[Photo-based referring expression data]
+ + + + + + +
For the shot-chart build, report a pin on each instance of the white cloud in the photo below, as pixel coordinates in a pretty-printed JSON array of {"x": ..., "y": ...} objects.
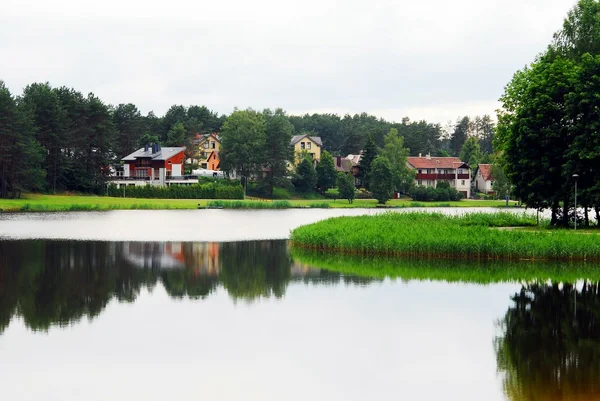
[{"x": 396, "y": 58}]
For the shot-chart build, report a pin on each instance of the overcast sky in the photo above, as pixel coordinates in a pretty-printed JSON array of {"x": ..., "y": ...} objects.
[{"x": 431, "y": 60}]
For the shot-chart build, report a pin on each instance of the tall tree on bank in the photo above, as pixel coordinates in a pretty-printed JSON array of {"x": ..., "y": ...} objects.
[
  {"x": 368, "y": 155},
  {"x": 397, "y": 154},
  {"x": 130, "y": 126},
  {"x": 177, "y": 135},
  {"x": 346, "y": 189},
  {"x": 306, "y": 177},
  {"x": 326, "y": 173},
  {"x": 21, "y": 155},
  {"x": 382, "y": 184},
  {"x": 471, "y": 152},
  {"x": 50, "y": 122},
  {"x": 462, "y": 130},
  {"x": 243, "y": 140},
  {"x": 278, "y": 151}
]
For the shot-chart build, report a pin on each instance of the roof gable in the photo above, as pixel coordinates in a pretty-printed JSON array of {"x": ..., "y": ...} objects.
[
  {"x": 436, "y": 162},
  {"x": 486, "y": 171},
  {"x": 162, "y": 154},
  {"x": 315, "y": 139}
]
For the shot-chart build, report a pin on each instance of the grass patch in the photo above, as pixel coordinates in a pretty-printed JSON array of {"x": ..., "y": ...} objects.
[
  {"x": 249, "y": 204},
  {"x": 471, "y": 236},
  {"x": 61, "y": 203},
  {"x": 464, "y": 271}
]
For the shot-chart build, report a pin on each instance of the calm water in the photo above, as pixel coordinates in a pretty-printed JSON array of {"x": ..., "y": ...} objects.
[{"x": 243, "y": 320}]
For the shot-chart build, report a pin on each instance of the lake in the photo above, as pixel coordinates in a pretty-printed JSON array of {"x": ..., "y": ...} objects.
[{"x": 212, "y": 304}]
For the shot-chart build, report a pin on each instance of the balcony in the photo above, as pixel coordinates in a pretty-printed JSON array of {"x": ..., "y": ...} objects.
[{"x": 423, "y": 176}]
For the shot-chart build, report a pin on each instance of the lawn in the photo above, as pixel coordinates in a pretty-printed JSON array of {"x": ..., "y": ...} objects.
[{"x": 35, "y": 202}]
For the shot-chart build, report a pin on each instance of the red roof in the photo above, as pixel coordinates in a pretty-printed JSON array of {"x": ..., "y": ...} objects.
[
  {"x": 435, "y": 162},
  {"x": 486, "y": 171}
]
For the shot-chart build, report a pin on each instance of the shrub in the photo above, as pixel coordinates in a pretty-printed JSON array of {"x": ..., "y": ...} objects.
[{"x": 212, "y": 190}]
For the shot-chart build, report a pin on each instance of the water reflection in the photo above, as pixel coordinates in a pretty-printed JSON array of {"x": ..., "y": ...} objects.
[
  {"x": 550, "y": 348},
  {"x": 59, "y": 282}
]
+ + + + + + +
▸ **Exercise directions**
Nothing but an exact copy of the data, without pictures, should be returned.

▸ **Solution to this problem**
For the shot-chart build, report a pin on each instance of the white cloud in the photo below, as pixel coordinates in a pretty-printed JSON array of {"x": ..., "y": ...} objects.
[{"x": 396, "y": 58}]
For the shot-chart build, report a pin on each instance of the overcast sky in the photo above, as pixel coordinates in a pretty-printed JSON array of {"x": ..., "y": ...} objects.
[{"x": 431, "y": 60}]
For the shot-chart build, report a pin on each instance of the tall tree on bank in the photo above, as pixel coordinates in a pretty-printed JSON array of {"x": ..., "y": ...} objects.
[
  {"x": 368, "y": 155},
  {"x": 397, "y": 154},
  {"x": 130, "y": 126},
  {"x": 177, "y": 135},
  {"x": 346, "y": 189},
  {"x": 306, "y": 177},
  {"x": 326, "y": 173},
  {"x": 21, "y": 155},
  {"x": 382, "y": 184},
  {"x": 471, "y": 152},
  {"x": 50, "y": 122},
  {"x": 462, "y": 130},
  {"x": 243, "y": 140},
  {"x": 278, "y": 151}
]
For the shot-chart build, report a pin on each instance of the roof gable in the photo above, as pixel coordinates in a pretty-printed JSON array of {"x": ..., "y": ...} objects.
[
  {"x": 436, "y": 162},
  {"x": 486, "y": 171},
  {"x": 162, "y": 154},
  {"x": 315, "y": 139}
]
For the shot-chart build, report a pin on each instance of the grass patch in the photo above, as pixel coordinates in a pretty-printed JSON array of {"x": ..., "y": ...} objects.
[
  {"x": 249, "y": 204},
  {"x": 471, "y": 236},
  {"x": 61, "y": 203},
  {"x": 464, "y": 271}
]
For the shot-chart build, report a pin on each instance of the calm water in the photo above, as pixel coordinates in a pretty-printed JSON array of {"x": ..., "y": ...} objects.
[{"x": 243, "y": 320}]
For the shot-chart build, report a pin on each instance of the lake in the photo above, as pixel coordinates in a pretty-printed JSON array of {"x": ..., "y": ...} objects.
[{"x": 212, "y": 304}]
For the shot-chart build, report a pin on each instance of the balcony in the photo above, as pixel coordinates in a pretty-printed JSON array of {"x": ..., "y": ...} objects.
[{"x": 423, "y": 176}]
For the shot-chart build, report a pin on each instance of the lawn in the photo above, as pixel coordinates in a pretty-printed JSON array of {"x": ..., "y": ...} objects.
[{"x": 35, "y": 202}]
For the shot-chart build, report a pin on each instance of the red roof in the photo above, as pixel coordinates in a pretty-printed JSON array of {"x": ..., "y": ...} objects.
[
  {"x": 435, "y": 162},
  {"x": 486, "y": 171}
]
For the shot-chart build, report a pin on each instance of the shrub in the photo above, as pixel coordinates in a pretty-printed JSON array of {"x": ..., "y": ...} objects.
[{"x": 212, "y": 190}]
For the shot-chart build, report a pin on each instance of the water reflection in the photo above, as pixel coordinates in a pretty-printed JSON array of {"x": ..., "y": ...} objects.
[
  {"x": 550, "y": 348},
  {"x": 59, "y": 282}
]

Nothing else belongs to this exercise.